→ Aim of the task
Every line of the records below that has the word "water" should be copied.

→ Materials provided
———
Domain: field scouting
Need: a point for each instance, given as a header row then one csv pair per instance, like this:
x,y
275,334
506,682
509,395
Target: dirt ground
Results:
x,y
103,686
———
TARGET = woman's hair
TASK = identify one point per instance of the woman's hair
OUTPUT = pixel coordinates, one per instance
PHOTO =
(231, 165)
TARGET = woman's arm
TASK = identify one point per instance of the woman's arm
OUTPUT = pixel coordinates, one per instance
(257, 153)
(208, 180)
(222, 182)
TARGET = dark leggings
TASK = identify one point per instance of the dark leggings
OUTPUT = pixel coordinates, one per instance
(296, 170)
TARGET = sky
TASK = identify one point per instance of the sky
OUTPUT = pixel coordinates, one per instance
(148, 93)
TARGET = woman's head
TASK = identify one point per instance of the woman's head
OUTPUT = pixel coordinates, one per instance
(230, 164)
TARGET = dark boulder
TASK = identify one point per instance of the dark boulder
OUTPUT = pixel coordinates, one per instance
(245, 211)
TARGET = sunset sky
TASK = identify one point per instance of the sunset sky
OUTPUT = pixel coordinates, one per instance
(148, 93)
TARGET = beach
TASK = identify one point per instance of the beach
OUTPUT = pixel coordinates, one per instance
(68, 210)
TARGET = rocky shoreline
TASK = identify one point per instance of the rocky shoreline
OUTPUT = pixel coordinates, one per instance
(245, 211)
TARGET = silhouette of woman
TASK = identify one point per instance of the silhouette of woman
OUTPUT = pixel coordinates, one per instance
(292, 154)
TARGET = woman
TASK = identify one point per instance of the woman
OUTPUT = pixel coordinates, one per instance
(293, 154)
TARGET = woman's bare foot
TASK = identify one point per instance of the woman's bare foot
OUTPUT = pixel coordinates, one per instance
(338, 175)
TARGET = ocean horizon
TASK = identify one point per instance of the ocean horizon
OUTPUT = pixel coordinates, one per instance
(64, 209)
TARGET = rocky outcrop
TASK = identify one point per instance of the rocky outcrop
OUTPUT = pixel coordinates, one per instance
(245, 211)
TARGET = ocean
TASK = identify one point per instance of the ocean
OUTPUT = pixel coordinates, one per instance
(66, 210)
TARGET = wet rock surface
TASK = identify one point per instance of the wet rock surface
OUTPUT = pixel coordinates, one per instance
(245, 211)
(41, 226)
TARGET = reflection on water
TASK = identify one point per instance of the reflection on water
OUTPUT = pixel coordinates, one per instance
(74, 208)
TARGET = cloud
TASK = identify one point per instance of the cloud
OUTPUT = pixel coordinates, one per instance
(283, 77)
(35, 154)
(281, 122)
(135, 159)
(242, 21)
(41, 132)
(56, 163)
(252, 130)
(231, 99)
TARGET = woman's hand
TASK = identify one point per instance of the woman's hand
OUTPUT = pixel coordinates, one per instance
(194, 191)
———
→ Response for this exercise
TARGET = reflection on water
TASK = identify one point per instance of the reflection on water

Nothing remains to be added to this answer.